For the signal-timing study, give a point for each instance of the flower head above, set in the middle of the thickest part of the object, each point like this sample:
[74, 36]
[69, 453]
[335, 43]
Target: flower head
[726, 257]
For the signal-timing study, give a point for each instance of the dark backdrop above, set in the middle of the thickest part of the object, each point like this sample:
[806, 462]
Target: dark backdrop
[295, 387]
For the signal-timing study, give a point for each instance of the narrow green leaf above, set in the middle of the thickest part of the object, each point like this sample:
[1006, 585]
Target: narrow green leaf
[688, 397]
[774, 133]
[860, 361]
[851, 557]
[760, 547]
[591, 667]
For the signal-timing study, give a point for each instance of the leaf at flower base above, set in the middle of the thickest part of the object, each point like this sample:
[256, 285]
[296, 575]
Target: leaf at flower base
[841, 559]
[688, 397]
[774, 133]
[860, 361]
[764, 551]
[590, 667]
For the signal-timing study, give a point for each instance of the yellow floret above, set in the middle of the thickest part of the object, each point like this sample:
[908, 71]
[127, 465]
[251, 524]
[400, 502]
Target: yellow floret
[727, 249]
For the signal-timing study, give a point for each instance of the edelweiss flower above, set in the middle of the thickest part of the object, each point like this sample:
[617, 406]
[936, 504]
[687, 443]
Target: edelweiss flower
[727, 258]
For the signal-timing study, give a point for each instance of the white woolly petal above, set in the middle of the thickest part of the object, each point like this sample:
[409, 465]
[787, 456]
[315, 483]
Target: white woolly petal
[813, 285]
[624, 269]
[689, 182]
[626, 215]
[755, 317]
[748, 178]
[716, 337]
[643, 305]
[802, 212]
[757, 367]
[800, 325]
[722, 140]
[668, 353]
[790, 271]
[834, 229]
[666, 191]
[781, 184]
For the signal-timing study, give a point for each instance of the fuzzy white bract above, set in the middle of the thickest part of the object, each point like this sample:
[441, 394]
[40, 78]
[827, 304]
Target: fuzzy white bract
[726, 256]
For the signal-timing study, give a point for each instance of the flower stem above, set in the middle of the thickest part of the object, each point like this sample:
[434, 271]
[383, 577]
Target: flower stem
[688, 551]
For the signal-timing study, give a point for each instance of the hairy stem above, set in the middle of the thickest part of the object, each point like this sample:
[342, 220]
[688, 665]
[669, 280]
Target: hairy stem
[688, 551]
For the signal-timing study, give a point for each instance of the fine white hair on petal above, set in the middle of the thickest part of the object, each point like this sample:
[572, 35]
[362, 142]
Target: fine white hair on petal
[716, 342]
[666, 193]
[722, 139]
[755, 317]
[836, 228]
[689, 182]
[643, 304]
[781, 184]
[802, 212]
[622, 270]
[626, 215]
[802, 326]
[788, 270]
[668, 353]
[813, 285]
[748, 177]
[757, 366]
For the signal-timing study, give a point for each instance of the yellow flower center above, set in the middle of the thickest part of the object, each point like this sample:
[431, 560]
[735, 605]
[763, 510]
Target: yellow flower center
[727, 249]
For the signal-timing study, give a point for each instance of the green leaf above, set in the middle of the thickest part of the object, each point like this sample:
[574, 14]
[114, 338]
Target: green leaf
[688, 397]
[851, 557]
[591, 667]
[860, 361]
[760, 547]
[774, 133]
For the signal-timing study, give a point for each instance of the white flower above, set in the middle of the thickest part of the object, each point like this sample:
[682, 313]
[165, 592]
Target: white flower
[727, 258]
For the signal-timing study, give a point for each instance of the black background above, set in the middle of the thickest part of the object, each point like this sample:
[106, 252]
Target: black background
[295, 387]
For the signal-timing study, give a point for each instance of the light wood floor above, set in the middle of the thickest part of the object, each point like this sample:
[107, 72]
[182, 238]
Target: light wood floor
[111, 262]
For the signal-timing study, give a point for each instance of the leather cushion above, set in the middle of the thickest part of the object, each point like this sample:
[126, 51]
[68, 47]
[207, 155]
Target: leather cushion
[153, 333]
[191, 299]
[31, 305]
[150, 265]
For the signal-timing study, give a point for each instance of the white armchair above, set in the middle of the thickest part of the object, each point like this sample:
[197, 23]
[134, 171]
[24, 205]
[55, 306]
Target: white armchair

■ ■ ■ ■

_Task brief_. Extract, unchanged, the closing run of lines that opens with the line containing "the white flower" and ends with the last line.

_Answer for the task_.
For the signal-timing study, give a point for each instance of the white flower above, set in the middle of the thickest part of the object, each point like this sample:
[682, 313]
[165, 592]
Target: white flower
[727, 258]
For the signal-timing study, give a point for each instance of the black background above, set in the middle of the thickest part of the object, each point like this sample:
[106, 252]
Target: black background
[295, 387]
For the signal-timing study, give a point for each instance of the light wood floor above, set in the middle of the thickest part of the object, each point like this sample:
[107, 72]
[182, 238]
Target: light wood floor
[111, 262]
For the signal-timing study, give a point for each instance of the leather cushion above, set in the middle of the thickest part of the object, each point like this sample:
[126, 51]
[68, 47]
[207, 155]
Target: leather cushion
[153, 333]
[191, 299]
[31, 305]
[150, 265]
For the signal-timing study, give a point for each instance of the white armchair above, set in the middle of the thickest part of the object, each point like this sample:
[197, 23]
[134, 171]
[24, 205]
[55, 306]
Target: white armchair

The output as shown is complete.